TRECHO SELECIONADO ▸
31.3.05










Livin' la vida loca

Às vezes, fugir do mundo não é uma opção de todo ruim

Miami é uma festa. O verão ainda nem deu as caras e o povo já cozinha ao sol das praias mais bem cuidadas da América Latina. O fervo começa cedo, ou termina tarde; tudo depende do ponto de vista. Janta-se às sete, mas às três os bares de South Beach já estão cheios. A galera que dançou até às quatro da manhã numa boate pode ser vista duas quadras adiante, meia hora depois, fazendo fila para entrar em outra, onde um novo set de DJs começa os trabalhos às cinco. Depois disso não sei o que acontece; sou de um modelo antigo, que precisa dormir um pouco de vez em quando, e isso atrapalha a investigação.

É verdade que caí na cidade bem em meio ao M3, Miami Music Multimedia, grande celebração da música eletrônica e de um jeito clubber de ser, mas não é à toa que ele se realiza lá. Se todos os alto falantes de todos os carros envenenados que circulam por Miami fossem ligados ao mesmo tempo, o som daria a volta ao mundo várias vezes. Felizmente os carros sossegam enquanto os donos bebem, de modo que o som não ultrapassa as fronteiras do condado. Miami dorme e acorda ao bate-estaca do techno, que escapa, em todas as suas variantes, gêneros e sub-gêneros, de uma festa aqui ou um carro acolá.

TRECHOS DO MATERIAL ▸

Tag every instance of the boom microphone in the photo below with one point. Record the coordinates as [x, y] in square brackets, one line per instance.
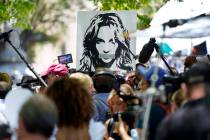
[5, 35]
[147, 51]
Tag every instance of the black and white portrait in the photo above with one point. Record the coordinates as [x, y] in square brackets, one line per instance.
[103, 40]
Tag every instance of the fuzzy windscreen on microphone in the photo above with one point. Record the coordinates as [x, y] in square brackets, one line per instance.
[147, 51]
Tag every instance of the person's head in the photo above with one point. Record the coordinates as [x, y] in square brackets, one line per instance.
[117, 103]
[189, 61]
[73, 101]
[149, 77]
[37, 118]
[85, 80]
[5, 132]
[196, 81]
[106, 40]
[5, 84]
[104, 81]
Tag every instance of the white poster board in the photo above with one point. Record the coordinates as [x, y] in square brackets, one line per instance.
[103, 40]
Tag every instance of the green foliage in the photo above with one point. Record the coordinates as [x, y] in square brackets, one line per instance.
[17, 12]
[145, 8]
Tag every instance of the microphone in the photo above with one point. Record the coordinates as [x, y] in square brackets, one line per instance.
[175, 22]
[147, 51]
[5, 35]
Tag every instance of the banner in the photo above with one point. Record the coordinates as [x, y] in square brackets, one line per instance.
[103, 40]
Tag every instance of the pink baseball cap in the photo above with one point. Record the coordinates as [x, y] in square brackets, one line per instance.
[57, 69]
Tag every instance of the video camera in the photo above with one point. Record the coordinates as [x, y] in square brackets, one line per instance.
[172, 83]
[65, 59]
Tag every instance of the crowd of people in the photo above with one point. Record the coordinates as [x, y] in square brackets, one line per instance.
[105, 105]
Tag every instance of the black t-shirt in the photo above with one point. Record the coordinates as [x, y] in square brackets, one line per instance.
[192, 122]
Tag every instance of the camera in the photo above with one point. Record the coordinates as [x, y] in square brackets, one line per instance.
[65, 59]
[172, 83]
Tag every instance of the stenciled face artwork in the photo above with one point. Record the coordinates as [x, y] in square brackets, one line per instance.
[106, 44]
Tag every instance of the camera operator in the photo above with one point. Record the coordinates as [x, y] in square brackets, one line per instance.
[119, 110]
[158, 109]
[191, 122]
[53, 73]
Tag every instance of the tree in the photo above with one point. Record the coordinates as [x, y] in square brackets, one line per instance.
[16, 12]
[145, 8]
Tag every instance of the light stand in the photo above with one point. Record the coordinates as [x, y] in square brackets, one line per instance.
[6, 38]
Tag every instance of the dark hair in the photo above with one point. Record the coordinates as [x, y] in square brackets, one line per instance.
[39, 115]
[90, 56]
[104, 81]
[73, 102]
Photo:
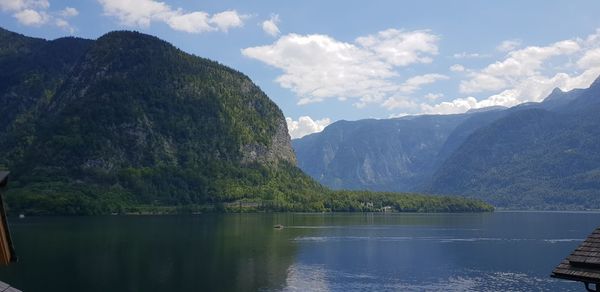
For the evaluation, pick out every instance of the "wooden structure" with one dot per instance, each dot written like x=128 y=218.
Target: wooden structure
x=7 y=251
x=7 y=288
x=583 y=265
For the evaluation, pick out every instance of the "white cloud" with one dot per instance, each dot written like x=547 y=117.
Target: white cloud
x=317 y=66
x=35 y=13
x=142 y=13
x=434 y=96
x=31 y=17
x=227 y=20
x=270 y=26
x=523 y=77
x=457 y=68
x=19 y=5
x=590 y=59
x=508 y=45
x=465 y=55
x=69 y=12
x=305 y=125
x=402 y=48
x=518 y=65
x=415 y=83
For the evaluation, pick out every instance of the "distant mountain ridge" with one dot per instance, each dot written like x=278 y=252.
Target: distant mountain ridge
x=535 y=155
x=95 y=126
x=128 y=123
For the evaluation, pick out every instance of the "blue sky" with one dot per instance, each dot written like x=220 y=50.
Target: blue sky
x=323 y=61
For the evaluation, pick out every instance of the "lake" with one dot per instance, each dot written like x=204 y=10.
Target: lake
x=314 y=252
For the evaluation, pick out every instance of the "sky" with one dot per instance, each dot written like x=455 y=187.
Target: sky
x=324 y=61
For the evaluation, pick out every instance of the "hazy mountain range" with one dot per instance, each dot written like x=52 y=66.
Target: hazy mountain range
x=536 y=155
x=129 y=123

O QUE SE ESPERA ▸ Por favor, transcreva literalmente a parte do texto sobre Miami entre "Livin' la vida" e "atrapalha a investigação.", inclusive. O material provém de outra fonte.

SOLUÇÃO DO PROBLEMA ▸
Livin' la vida loca

Às vezes, fugir do mundo não é uma opção de todo ruim

Miami é uma festa. O verão ainda nem deu as caras e o povo já cozinha ao sol das praias mais bem cuidadas da América Latina. O fervo começa cedo, ou termina tarde; tudo depende do ponto de vista. Janta-se às sete, mas às três os bares de South Beach já estão cheios. A galera que dançou até às quatro da manhã numa boate pode ser vista duas quadras adiante, meia hora depois, fazendo fila para entrar em outra, onde um novo set de DJs começa os trabalhos às cinco. Depois disso não sei o que acontece; sou de um modelo antigo, que precisa dormir um pouco de vez em quando, e isso atrapalha a investigação.